■ **Passage shown**:
Sunday, May 21, 2017
Another UN agency that spends huge on themselves not so much on their mission.
LONDON (AP) — The World Health Organization routinely spends about $200 million a year on travel — far more than what it doles out to fight some of the biggest problems in public health including AIDS, tuberculosis or malaria, according to internal documents obtained by The Associated Press.
As the cash-strapped U.N. health agency pleads for more money to fund its responses to health crises worldwide, it has also been struggling to get its own travel costs under control. Despite introducing new rules to try to curb its expansive travel budget, senior officials have complained internally that U.N. staffers are breaking the rules by booking perks like business class airplane tickets and rooms in five-star hotels.
Last year, WHO spent about $71 million on AIDS and hepatitis. On malaria, it spent $61 million. And to slow tuberculosis, WHO invested $59 million. Still, some health programs do get exceptional funding — the agency spends about $450 million trying to wipe out polio every year.
On a recent trip to Guinea, where WHO director-general Dr. Margaret Chan praised health workers in West Africa for triumphing over Ebola, Chan stayed in the biggest presidential suite at the Palm Camayenne hotel in Conakry. The suite has an advertised price of 900 euros ($1,008) a night. The agency declined to say who picked up the tab, noting only that her hotels are sometimes paid for by the host country.
But some say that sends the wrong message to the rest of the agency's 7,000 staffers.
"We don't trust people to do the right thing when it comes to travel," said Nick Jeffreys, WHO's director of finance, during an in-house seminar on accountability in September 2015 — a video of which was obtained by the AP.
Despite WHO's numerous travel regulations, Jeffreys said staffers "can sometimes manipulate a little bit their travel." He said the agency couldn't be sure they were always booking the cheapest ticket or that the travel was even warranted.
"People don't always know what the right thing to do is," he said.
Ian Smith, executive director of Chan's office, said the chair of WHO's audit committee said the agency often did little to stop misbehavior.
"We, as an organization, sometimes function as if rules are there to be broken and that exceptions are the rule rather than the norm," Smith said.
Earlier that year, a memorandum was sent to Chan and other top leaders with the subject, "ACTIONS TO CONTAIN TRAVEL COSTS" in all-caps. The memo reported that compliance with rules that travel be booked in advance was "very low" and also pointed out that WHO was under pressure from its member countries to save money.
Travel would always be necessary, the memo said, but "as an organization we must demonstrate that we are serious about managing this appropriately."
In a statement to the AP, the U.N. health agency said "the nature of WHO's work often requires WHO staff to travel" and said costs had been reduced 14 percent last year compared to the previous year — although that year's total was exceptionally high due to the 2014 Ebola outbreak in West Africa.
But staffers are still openly ignoring the rules.
An internal analysis in March, obtained by the AP, found that only two of seven departments at WHO's Geneva headquarters met their targets, and concluded the compliance rate for booking travel in advance was between 28 and 59 percent.
Since 2013, WHO has paid out $803 million for travel. WHO's approximately $2 billion annual budget is drawn from the taxpayer-funded contributions of its 194 member countries, with the United States the largest contributor.
After he was elected, U.S. President Donald Trump tweeted : "The UN has such great potential," but had become "just a club for people to get together, talk, and have a good time. So sad!"
Some health experts said while WHO's travel costs look out of place when compared to some of its disease budgets, that doesn't necessarily mean that travel expenses are inflated.
Michael Osterholm, an infectious diseases expert at the University of Minnesota, has frequently been flown to WHO meetings — in economy — on the agency's dime.
"This may just speak to how misplaced international priorities are, that WHO is getting so little for these disease programs," he said.
During the Ebola disaster in West Africa, WHO's travel costs spiked to $234 million. Although experts say on-the-ground help was critical, some question whether the agency couldn't have shaved costs so that more funds went to West Africa , where the three stricken countries couldn't even afford basics like protective boots, gloves and soap for endangered medical workers or body bags for the thousands who died.

■ **Dataset excerpt**:
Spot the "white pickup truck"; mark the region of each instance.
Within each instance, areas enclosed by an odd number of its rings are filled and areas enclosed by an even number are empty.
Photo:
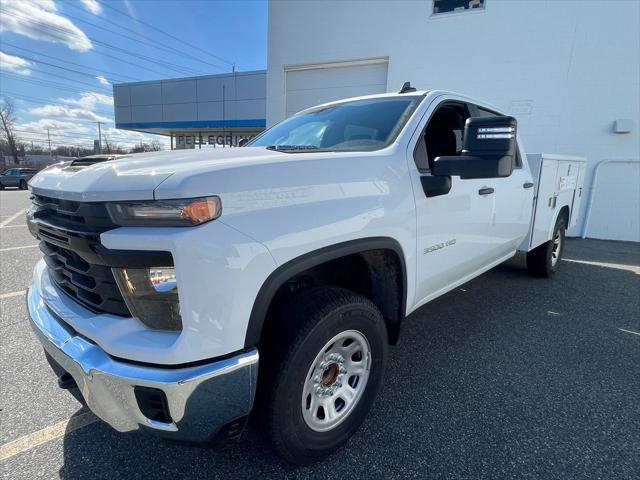
[[[556,271],[584,163],[521,147],[514,118],[405,84],[243,148],[53,166],[30,182],[31,324],[116,430],[237,437],[257,411],[311,462],[367,415],[408,314],[518,250]]]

■ **What this exercise asks**:
1. List every person named in full in the article on WHO travel spending.
2. From the article on WHO travel spending, reproduce word for word the part that opens with the words containing "After he was" and closes with "expenses are inflated.".

■ **Results in order**:
1. Margaret Chan, Nick Jeffreys, Ian Smith, Donald Trump, Michael Osterholm

2.
After he was elected, U.S. President Donald Trump tweeted : "The UN has such great potential," but had become "just a club for people to get together, talk, and have a good time. So sad!"
Some health experts said while WHO's travel costs look out of place when compared to some of its disease budgets, that doesn't necessarily mean that travel expenses are inflated.